Data format
===

The data itself is already pre-processed (`<s>, </s>` tags, `<unk>` tag, etc.). The punctuation is tokenized (one symbol = one token, no word-punctuation merged tokens). The is only one space symbol between every two adjacent tokens.

UPD: In the data there are common combination "@@ ". This is because the data has been preprocessed with BPE encoding (see: https://arxiv.org/abs/1508.07909 and https://github.com/rsennrich/subword-nmt) in order to reduce the vocabulary size.

In order to properly print a message you should make sure to do the following in Python:

[your string message here].replace(‘@@ ‘, ‘’)

NOTE: replace `@@space` by nothing. Don’t forget the [space]!

Broadly speaking, BPE encoding will split words into the most common n-gram to reduce the vocabulary size. The ‘@@ ’ you see are tokens to indicate there was a split. Thus to print the actual word you should replace all occurrences of '@@' to nothing.


Data fields are separated by one tab character.

    context - context phrase(s) for response, always human generated
    response - one phrase or a few phrases, may be from different speakers
    human-generated - flag if the response is generated by human

Data header: 'id\tcontext\tresponse\thuman-generated\n'

Submission format
===

ROC AUC score.

The file should contain a header and have the following format:

id,human-generated

1,1

8,0

9,1

10,1

We expect the solution file to have 524,342 predictions.
::::::
Short exercise A -
Answer these questions about the data format description:
(i) What character separates the data fields?
(ii) What encoding was used to preprocess the data, producing the "@@ " combinations?
(iii) How many predictions should the solution file contain?
Short exercise B -
Continue the data format description, starting after its final sentence.

Supplied entries -
::::::
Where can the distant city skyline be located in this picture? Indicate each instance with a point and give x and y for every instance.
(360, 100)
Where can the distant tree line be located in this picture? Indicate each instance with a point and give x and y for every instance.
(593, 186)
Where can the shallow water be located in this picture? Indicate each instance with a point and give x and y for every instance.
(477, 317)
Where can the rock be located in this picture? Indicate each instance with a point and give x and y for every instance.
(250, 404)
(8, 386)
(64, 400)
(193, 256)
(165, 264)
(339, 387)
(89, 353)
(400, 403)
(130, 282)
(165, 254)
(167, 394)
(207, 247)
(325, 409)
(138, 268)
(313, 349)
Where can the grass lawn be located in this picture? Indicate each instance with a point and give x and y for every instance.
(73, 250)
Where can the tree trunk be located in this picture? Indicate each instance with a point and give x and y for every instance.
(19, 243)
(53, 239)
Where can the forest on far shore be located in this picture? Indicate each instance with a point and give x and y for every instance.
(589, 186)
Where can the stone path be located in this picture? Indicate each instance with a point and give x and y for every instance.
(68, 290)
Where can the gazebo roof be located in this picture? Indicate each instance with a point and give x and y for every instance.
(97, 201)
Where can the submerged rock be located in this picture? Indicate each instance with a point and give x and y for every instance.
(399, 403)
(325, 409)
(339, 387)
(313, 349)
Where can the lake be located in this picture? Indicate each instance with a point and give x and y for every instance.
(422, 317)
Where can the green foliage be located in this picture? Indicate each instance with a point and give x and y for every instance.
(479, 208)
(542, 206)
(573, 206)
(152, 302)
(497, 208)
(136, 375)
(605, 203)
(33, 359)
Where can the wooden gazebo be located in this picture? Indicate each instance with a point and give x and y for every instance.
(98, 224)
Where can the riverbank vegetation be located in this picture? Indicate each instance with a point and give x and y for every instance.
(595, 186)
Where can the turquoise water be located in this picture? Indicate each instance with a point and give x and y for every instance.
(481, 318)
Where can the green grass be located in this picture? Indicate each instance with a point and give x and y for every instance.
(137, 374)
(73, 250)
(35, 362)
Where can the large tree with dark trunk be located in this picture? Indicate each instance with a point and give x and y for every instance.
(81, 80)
::::::
Exercise output A -
(i) One tab character.
(ii) BPE encoding.
(iii) 524,342.

Exercise output B -
In [1]:
import numpy as np
import pandas as pd
from time import time
from xgboost import XGBClassifier
from IPython.display import clear_output
import pickle
from sklearn.metrics import roc_auc_score
import string
from collections import defaultdict, Counter
import nltk



In [2]:
# nltk.download() # download corpora->words, stopwords

In [3]:
chunksize = 50000
train_filename = 'data/sampled_train.txt'
full_train_filename = 'data/train.txt'
test_filename = 'data/test.txt'
eval_filename = 'data/eval.txt'

# Iteration and feature extraction

In [4]:
def run(function, filename, print_every = 5, chunks = None):
    start = time()
    for i, frame in enumerate(pd.read_csv(filename, chunksize = chunksize, delimiter = '\t')):
        frame = frame.replace({'@@ ': ''}, regex = True)
        
        function(frame)
        
        if i % print_every == 0:
            print('Chunk ' + str(i) + ' over: ' + str(round(time() - start)) + 's', end = '\t')
        if chunks is not None:
            if i >= chunks - 1:
                break
    print('\n' + str(i + 1) + ' chunks overall')

In [5]:
vocab = set(w.lower() for w in nltk.corpus.words.words())
stopwords = nltk.corpus.stopwords.words('english')

In [6]:
def extract_features(frame):
    frame_features = []
    
#     for index, row in frame.iterrows():
#     for row in frame.itertuples(): # requires 'dot access' to columns
#     zip is faster than itertuples and a whole lot faster than iterrows
    for context, response in zip(frame['context'], frame['response']):
        features = []
        
        # context length and number of tokens in context are usually useless
        
        response_tokens = response.split(' ')
        context_tokens = context.split(' ')
    
        # feature: response length
        features.append(float(len(response)))

        # feature: number of tokens in the response
        features.append(float(len(response_tokens)))
        
        # features: number of words of length 1, 2, ..., 5
        # counters of length 6+ don't seem to have importance
        lens = Counter(map(len, response_tokens))
        for i in range(5):
            features.append(float(lens[i + 1]))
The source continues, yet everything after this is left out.